[Start of Attachment]

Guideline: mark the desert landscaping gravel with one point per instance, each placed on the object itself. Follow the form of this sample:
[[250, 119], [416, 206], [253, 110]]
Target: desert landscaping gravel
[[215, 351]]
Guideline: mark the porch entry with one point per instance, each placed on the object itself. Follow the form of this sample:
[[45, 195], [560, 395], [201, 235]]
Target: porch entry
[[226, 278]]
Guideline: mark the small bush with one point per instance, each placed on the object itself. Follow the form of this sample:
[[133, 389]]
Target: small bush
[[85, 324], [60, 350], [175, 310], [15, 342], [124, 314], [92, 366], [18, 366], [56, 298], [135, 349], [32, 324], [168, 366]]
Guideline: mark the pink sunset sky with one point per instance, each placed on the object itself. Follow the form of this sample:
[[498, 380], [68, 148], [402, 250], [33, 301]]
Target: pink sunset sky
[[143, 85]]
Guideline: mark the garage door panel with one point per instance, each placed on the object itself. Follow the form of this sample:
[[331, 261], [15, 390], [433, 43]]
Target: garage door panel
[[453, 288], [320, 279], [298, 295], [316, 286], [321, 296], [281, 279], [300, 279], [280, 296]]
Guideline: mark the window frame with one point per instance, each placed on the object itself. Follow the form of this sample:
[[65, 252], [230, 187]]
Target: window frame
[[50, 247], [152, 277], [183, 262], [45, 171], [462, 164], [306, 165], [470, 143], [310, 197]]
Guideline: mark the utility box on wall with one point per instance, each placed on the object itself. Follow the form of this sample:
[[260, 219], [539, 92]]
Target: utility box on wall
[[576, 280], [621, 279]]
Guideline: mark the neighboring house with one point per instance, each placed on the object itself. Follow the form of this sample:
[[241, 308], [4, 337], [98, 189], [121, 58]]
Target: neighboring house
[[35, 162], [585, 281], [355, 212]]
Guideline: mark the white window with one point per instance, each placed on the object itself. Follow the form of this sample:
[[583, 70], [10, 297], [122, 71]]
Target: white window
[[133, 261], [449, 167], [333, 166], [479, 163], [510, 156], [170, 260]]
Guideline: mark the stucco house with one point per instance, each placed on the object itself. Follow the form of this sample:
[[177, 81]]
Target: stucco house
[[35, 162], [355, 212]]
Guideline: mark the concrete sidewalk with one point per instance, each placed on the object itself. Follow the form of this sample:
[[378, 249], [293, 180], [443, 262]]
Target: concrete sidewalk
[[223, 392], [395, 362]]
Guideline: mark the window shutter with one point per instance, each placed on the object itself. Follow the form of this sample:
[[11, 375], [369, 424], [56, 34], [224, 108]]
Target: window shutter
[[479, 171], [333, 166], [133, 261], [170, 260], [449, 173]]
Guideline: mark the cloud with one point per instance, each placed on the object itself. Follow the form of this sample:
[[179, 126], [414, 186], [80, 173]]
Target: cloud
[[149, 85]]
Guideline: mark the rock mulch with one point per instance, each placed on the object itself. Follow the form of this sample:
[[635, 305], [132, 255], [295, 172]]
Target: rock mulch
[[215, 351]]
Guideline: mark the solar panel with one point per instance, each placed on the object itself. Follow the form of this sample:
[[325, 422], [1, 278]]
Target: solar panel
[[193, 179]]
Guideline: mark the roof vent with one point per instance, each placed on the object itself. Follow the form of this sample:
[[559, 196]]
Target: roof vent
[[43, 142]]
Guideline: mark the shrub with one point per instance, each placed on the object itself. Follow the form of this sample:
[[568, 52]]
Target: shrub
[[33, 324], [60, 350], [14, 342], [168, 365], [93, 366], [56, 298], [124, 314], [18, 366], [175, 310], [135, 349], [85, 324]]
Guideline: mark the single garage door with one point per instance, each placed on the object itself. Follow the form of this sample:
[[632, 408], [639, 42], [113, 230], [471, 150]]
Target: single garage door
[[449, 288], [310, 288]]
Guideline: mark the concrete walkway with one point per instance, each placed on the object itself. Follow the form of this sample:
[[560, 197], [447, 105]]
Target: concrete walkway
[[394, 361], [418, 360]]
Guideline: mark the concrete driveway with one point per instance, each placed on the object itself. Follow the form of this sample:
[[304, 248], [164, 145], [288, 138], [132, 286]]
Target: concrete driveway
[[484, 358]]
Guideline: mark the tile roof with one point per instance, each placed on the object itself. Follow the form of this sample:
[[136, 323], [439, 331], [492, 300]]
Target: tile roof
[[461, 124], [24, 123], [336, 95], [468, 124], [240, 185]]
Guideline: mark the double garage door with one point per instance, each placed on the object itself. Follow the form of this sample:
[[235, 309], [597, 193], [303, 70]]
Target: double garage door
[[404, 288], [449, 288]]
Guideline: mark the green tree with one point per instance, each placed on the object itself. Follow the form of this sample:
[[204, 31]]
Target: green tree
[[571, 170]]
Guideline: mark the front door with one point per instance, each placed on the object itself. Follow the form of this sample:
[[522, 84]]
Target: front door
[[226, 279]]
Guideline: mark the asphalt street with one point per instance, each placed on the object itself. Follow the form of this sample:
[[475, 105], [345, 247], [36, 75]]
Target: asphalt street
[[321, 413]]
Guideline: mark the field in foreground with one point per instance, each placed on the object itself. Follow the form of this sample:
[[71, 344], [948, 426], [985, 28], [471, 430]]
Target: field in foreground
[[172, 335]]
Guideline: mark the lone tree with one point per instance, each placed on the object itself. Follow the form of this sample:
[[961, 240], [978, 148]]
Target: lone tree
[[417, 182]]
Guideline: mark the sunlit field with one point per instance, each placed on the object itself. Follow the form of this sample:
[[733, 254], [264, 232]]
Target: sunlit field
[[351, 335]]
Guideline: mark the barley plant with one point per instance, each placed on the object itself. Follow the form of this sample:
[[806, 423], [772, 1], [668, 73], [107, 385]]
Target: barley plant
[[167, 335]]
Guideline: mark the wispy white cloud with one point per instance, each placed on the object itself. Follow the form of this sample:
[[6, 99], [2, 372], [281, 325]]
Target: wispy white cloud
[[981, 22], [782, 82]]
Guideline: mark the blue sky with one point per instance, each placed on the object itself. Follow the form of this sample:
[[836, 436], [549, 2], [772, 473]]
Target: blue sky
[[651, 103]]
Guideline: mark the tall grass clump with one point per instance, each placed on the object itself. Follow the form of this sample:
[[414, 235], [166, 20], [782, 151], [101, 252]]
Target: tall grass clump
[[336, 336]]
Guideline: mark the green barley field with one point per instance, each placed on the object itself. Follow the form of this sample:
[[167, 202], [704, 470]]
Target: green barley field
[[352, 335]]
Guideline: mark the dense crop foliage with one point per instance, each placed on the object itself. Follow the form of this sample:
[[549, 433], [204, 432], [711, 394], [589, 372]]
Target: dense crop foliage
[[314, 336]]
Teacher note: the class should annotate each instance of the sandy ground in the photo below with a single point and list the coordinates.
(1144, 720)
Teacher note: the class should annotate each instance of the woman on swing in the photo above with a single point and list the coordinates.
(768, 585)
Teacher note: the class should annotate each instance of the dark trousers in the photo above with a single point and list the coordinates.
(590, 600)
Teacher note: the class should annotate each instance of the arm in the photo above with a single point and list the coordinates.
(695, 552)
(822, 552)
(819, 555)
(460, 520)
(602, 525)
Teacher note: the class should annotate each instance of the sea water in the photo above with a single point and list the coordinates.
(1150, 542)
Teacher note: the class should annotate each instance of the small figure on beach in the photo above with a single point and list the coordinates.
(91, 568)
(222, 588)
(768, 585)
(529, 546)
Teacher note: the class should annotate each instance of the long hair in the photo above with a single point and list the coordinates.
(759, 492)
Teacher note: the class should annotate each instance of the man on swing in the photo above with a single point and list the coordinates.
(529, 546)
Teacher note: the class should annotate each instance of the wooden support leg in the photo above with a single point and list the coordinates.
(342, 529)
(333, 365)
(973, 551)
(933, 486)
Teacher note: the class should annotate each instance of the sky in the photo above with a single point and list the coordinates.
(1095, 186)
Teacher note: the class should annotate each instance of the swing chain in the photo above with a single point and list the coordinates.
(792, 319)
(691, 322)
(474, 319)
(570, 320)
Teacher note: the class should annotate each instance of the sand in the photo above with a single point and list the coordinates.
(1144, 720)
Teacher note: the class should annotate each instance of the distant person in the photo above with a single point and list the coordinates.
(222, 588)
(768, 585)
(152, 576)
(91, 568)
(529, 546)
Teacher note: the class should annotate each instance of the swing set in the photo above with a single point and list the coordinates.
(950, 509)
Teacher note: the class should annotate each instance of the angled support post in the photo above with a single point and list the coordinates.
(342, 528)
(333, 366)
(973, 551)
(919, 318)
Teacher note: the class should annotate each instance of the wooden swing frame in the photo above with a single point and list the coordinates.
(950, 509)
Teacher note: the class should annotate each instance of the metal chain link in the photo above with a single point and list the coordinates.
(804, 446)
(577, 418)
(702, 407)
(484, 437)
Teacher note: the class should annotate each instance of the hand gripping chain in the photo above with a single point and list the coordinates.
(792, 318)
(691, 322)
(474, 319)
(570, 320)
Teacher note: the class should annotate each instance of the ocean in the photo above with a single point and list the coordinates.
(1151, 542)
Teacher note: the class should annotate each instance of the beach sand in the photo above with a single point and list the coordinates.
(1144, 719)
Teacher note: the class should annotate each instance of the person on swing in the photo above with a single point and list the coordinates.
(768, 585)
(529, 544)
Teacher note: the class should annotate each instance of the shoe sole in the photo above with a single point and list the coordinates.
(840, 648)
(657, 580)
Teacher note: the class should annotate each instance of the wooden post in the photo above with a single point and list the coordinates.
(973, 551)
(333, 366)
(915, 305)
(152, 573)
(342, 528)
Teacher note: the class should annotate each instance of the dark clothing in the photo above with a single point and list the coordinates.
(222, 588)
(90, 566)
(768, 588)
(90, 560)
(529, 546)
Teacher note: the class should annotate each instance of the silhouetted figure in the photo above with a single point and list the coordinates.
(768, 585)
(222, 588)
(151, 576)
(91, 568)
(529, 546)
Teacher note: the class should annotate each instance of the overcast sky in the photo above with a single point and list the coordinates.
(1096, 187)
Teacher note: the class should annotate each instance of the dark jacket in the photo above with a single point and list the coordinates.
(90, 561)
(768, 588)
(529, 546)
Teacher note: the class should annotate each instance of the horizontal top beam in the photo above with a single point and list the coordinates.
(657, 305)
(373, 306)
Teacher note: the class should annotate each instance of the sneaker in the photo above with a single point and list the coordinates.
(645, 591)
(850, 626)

[End of Attachment]

▶ **What to produce**
Write out exactly the lines above from the line with "[[133, 389]]" through the line with "[[331, 261], [15, 390], [433, 43]]", both of them included, and leave out all other lines.

▶ **Answer box**
[[133, 389]]
Target: small bush
[[85, 324], [60, 350], [175, 310], [15, 342], [124, 314], [92, 366], [18, 366], [56, 298], [135, 349], [32, 324], [168, 366]]
Guideline: mark the pink sunset sky with one point per instance, each placed on the object itself. Follow the form of this sample:
[[498, 380], [68, 148], [402, 250], [33, 301]]
Target: pink sunset sky
[[143, 85]]
Guideline: mark the garage door panel with one point per instance, each placed on the object itself. Follow the form of this sample:
[[331, 261], [15, 390], [433, 43]]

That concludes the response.